Identify each line in the material below that contains the string "tower", and copy every such line in full.

>> START

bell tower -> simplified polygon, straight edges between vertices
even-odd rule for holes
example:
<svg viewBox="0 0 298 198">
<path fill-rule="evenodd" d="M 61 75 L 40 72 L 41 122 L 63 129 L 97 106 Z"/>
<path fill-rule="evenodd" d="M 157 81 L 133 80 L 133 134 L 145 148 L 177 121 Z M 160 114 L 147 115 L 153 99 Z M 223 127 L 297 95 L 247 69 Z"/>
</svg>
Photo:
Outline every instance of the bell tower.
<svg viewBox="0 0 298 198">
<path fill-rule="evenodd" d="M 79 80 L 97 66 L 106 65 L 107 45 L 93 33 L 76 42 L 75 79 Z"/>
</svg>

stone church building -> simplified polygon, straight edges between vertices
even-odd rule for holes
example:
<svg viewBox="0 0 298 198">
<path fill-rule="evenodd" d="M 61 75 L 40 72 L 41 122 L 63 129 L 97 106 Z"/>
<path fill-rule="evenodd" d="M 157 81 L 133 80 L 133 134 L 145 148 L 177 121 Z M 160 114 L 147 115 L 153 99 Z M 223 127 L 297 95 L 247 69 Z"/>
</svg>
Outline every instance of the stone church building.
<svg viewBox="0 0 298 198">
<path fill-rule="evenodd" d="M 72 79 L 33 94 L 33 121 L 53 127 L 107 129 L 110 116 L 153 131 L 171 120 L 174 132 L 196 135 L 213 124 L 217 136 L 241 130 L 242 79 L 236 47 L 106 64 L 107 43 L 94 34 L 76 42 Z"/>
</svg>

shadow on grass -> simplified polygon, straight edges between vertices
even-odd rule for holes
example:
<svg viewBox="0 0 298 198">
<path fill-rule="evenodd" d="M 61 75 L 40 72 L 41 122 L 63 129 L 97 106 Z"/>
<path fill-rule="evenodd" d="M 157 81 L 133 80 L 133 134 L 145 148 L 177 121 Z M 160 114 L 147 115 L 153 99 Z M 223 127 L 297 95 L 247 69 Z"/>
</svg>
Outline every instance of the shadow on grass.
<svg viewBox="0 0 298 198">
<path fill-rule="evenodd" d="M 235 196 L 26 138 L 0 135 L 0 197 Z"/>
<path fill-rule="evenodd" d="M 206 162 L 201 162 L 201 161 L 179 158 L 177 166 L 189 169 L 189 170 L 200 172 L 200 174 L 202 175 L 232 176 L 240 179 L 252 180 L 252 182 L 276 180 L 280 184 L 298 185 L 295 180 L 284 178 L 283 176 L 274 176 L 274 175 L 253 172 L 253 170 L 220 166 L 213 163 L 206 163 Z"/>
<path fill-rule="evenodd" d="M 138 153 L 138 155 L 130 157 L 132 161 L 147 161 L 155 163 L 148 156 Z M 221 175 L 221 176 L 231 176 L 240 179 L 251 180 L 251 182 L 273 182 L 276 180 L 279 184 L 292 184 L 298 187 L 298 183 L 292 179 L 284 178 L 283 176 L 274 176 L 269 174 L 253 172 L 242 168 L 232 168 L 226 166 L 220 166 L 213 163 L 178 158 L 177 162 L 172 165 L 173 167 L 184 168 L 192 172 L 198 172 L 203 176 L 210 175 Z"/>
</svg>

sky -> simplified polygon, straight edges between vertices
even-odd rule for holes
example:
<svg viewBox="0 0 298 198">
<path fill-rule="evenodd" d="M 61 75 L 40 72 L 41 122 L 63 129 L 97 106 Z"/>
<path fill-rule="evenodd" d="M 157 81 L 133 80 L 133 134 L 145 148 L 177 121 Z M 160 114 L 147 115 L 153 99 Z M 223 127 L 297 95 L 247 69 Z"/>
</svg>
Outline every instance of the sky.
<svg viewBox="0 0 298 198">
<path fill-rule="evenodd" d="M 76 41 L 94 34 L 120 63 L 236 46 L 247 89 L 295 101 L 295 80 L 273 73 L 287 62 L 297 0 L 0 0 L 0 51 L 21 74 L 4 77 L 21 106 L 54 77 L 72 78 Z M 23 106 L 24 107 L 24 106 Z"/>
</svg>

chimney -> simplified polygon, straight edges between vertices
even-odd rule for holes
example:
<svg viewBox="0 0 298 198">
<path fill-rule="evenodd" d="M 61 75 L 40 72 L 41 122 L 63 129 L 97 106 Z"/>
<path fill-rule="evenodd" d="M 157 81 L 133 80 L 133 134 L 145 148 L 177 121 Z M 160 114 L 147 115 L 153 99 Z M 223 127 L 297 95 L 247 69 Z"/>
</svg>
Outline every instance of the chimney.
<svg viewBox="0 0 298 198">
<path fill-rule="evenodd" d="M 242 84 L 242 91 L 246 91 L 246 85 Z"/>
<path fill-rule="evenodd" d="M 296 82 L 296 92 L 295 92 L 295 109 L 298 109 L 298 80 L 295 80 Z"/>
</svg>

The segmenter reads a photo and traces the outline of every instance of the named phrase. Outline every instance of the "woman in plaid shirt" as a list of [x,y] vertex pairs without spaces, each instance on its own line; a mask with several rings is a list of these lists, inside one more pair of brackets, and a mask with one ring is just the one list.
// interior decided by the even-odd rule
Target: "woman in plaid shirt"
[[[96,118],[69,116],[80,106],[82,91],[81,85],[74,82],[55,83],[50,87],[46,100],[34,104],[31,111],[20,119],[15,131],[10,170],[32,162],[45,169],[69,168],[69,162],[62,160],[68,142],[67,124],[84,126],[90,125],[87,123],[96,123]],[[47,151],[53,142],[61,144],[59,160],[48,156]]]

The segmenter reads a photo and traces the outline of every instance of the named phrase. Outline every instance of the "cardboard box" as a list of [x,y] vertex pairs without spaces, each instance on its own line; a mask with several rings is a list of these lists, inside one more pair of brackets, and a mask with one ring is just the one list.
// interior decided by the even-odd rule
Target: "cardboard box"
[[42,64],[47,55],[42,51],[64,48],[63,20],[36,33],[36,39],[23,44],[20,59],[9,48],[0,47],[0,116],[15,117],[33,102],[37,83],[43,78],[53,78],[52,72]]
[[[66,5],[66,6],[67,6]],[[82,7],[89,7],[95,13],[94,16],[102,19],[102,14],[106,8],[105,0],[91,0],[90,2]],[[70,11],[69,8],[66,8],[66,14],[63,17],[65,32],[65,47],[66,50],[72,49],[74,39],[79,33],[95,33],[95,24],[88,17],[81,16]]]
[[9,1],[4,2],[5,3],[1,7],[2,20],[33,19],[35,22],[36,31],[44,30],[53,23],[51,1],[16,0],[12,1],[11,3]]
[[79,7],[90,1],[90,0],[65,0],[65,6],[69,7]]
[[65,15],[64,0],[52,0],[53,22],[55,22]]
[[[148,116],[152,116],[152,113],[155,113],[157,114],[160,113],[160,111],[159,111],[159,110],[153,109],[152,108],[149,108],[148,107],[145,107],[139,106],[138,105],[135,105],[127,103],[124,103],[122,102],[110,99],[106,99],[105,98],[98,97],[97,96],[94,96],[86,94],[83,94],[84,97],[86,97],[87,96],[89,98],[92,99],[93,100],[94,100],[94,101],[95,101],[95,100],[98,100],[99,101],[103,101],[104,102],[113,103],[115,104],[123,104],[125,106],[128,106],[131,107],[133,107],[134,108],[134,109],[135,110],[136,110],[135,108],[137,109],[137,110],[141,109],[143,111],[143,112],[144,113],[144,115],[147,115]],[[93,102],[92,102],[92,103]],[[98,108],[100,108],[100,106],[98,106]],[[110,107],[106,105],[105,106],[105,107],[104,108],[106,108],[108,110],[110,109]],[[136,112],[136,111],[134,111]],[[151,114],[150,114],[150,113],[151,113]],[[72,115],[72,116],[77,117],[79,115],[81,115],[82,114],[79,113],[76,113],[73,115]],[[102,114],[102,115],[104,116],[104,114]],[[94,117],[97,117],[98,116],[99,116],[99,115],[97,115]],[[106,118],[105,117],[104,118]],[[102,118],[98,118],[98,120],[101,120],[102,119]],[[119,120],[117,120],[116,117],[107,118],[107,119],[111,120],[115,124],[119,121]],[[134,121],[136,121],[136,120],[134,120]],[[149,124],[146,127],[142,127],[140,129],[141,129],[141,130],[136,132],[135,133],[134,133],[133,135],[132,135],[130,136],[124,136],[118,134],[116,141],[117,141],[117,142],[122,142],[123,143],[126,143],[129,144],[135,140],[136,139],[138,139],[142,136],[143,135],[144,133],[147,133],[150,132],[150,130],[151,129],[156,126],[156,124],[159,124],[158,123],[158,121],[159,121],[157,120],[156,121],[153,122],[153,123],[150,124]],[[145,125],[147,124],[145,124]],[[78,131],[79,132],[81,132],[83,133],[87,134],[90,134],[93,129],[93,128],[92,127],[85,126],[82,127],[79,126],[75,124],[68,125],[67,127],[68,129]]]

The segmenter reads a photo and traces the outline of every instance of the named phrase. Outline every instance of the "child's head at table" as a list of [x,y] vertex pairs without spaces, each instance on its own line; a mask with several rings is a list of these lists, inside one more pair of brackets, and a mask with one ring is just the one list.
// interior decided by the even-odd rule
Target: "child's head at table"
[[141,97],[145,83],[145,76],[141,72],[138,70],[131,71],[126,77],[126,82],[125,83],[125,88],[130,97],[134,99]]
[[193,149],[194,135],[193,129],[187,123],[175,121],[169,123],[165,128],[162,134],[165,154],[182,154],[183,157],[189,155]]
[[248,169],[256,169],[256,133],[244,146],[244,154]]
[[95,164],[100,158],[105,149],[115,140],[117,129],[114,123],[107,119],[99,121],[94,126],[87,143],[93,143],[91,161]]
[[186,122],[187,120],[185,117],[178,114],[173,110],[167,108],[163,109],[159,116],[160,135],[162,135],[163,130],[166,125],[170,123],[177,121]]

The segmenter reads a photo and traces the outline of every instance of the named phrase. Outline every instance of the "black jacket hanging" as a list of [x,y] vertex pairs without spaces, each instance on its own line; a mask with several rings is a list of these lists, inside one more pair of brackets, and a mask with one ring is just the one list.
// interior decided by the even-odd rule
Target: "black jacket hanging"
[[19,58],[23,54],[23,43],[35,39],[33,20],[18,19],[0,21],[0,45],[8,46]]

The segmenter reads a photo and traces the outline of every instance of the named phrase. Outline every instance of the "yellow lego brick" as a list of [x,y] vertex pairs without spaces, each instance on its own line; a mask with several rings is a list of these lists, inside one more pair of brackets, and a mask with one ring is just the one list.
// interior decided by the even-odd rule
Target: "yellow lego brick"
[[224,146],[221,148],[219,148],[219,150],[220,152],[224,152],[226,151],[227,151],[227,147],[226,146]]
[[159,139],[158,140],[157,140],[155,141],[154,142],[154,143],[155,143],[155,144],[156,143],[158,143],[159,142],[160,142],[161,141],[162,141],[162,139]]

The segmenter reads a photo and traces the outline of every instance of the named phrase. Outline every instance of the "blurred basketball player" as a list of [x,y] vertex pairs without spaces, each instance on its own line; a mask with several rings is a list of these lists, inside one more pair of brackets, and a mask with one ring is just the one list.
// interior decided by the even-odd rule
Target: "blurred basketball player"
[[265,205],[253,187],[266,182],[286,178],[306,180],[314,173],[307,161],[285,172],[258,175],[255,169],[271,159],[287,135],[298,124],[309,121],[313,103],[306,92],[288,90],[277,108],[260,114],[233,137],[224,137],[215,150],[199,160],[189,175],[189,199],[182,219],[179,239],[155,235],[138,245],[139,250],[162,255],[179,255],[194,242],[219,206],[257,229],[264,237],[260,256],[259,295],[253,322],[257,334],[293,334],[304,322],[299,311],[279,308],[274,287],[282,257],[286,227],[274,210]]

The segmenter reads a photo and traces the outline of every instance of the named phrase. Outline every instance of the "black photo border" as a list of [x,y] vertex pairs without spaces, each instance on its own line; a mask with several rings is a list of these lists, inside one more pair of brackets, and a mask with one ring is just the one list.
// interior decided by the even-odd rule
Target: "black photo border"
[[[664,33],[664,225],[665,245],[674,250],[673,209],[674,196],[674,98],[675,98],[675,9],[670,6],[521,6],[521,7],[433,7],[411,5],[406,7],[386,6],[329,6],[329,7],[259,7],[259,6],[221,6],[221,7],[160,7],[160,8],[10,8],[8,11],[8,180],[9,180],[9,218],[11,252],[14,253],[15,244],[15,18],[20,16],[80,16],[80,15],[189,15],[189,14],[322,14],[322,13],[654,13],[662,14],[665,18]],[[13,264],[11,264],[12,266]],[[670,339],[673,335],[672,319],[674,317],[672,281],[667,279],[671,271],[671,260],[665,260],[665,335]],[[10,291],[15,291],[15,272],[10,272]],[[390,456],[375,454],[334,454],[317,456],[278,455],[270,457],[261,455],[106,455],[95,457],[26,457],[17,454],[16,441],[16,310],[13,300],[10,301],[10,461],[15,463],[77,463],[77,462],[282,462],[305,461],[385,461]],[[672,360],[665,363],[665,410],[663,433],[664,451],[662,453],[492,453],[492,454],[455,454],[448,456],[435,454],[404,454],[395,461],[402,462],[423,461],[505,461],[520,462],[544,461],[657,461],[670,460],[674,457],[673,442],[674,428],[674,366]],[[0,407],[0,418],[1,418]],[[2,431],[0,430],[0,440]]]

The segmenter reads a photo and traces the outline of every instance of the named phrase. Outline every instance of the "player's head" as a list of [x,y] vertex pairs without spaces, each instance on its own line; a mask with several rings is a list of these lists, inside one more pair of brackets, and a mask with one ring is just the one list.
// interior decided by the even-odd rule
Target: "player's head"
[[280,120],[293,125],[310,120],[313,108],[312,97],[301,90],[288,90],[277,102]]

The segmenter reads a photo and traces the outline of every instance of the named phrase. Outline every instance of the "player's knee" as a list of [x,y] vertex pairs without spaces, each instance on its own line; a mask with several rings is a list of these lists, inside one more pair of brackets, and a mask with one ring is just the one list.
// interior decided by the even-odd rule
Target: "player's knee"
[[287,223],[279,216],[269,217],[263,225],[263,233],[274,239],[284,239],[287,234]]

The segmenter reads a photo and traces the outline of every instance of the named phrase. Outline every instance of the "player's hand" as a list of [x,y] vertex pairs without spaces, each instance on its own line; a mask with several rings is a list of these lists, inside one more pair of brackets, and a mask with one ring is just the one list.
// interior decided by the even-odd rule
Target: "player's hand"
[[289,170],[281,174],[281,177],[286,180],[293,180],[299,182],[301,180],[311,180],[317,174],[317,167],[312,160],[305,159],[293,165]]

>> END

THE COMPLETED TASK =
bell tower -> simplified polygon, straight edges between vertices
Outline every instance of the bell tower.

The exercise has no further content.